_PAGE EXTRACT_
◆ ◆ ◆ ◆
ASHFORD v. STATEAnnotate this Case
ASHFORD v. STATE
1979 OK CR 138
603 P.2d 1162
Case Number: F-79-201
Oklahoma Court of Criminal Appeals
An appeal from the District Court, Tulsa County; Jay D. Dalton, Judge.
Richard Daniel Ashford, appellant, was convicted of the offense of Manslaughter in the First Degree; was sentenced to forty (40) years' imprisonment, and appeals. AFFIRMED.
Stanley D. Monroe, App. Public Defender, Tulsa County, for appellant.
Jan Eric Cartwright, Atty. Gen., Timothy S. Frets, Asst. Atty. Gen., for appellee.
CORNISH, Presiding Judge:
[603 P.2d 1163]
¶1 As a result of the death of 8-month-old Jason Barnett, the appellant, Richard Daniel Ashford, was convicted of Manslaughter in the First Degree in the District Court of Tulsa County, Oklahoma, Case No. CRF-78-714. The appellant lived with the baby's mother, Carol Barnett, and there was evidence that he hit the child frequently. Although Ms. Barnett previously told [603 P.2d 1164] the authorities that a dog had knocked Jason to the floor, at trial she testified that was not true and that the statement was made out of fear of the appellant.
¶2 The appellant first argues that the evidence presented at the preliminary examination was not sufficient to justify binding him over for trial. His specific contentions are that he was not linked to the death of the child in any way, and even if he was, there was no showing that he committed any acts "imminently dangerous to another person and evincing a depraved mind," as the information alleged.
◆ ◆ ◆ ◆
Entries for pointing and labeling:
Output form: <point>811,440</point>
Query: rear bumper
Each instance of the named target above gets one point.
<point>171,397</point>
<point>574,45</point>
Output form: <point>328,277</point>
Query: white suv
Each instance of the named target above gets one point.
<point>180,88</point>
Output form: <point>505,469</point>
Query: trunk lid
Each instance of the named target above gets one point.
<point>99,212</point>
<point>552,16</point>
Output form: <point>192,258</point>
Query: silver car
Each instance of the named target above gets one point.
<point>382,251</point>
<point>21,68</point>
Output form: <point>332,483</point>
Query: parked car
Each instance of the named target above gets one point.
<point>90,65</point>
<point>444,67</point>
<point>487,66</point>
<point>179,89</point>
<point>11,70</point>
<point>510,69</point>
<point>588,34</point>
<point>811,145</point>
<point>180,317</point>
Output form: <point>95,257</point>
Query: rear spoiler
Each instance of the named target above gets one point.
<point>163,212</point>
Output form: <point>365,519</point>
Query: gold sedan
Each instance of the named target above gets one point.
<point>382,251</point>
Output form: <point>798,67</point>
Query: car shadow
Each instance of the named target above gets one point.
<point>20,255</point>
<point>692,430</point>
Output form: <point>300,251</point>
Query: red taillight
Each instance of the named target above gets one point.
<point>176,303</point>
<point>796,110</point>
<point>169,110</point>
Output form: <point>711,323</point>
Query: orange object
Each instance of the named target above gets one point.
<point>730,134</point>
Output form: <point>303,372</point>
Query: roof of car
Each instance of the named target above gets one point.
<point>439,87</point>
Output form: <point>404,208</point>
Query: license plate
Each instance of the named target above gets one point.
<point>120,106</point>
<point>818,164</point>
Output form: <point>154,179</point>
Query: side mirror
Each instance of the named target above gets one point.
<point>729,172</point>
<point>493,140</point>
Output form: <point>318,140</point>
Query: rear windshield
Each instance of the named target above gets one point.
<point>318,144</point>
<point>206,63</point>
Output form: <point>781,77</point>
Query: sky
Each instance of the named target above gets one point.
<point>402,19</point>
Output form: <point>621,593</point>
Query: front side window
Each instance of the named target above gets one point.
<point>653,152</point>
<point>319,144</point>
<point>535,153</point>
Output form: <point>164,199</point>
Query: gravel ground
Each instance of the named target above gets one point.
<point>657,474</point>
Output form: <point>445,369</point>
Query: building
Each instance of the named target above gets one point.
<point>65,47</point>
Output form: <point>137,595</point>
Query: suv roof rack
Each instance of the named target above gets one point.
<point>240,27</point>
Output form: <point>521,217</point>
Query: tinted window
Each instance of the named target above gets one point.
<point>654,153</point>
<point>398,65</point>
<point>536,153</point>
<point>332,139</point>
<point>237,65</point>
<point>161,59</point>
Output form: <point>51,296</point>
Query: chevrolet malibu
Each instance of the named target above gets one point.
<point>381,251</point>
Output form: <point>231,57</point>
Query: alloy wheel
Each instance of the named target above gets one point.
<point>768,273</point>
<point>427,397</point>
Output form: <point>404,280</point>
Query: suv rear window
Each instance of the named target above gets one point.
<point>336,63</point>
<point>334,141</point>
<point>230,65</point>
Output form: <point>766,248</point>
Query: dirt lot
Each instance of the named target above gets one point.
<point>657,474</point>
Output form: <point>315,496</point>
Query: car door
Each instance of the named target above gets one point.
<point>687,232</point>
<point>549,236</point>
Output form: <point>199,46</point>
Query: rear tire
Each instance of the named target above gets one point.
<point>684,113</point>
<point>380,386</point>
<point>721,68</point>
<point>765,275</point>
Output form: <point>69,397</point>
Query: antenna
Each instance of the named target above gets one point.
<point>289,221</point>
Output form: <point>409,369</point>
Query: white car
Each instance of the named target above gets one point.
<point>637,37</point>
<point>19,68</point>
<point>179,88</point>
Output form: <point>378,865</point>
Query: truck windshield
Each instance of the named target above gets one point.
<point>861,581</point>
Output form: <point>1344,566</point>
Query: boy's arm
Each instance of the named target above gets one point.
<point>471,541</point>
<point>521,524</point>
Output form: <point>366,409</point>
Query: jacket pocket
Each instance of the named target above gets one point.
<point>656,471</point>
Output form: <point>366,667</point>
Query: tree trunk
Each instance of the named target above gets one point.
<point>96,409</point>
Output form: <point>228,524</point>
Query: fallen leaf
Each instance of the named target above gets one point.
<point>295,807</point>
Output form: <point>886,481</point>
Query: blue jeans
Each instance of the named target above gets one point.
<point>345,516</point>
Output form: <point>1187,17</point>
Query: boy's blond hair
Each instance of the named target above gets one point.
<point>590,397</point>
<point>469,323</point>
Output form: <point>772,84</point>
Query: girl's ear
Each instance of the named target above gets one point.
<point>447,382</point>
◆ ◆ ◆ ◆
Reproduce the section of the court opinion that begins with the words containing "Stanley D. Monroe, App." and ends with "Gen., for appellee.". The records have no connection to the court opinion.

_THE RESPONSE_
Stanley D. Monroe, App. Public Defender, Tulsa County, for appellant.
Jan Eric Cartwright, Atty. Gen., Timothy S. Frets, Asst. Atty. Gen., for appellee.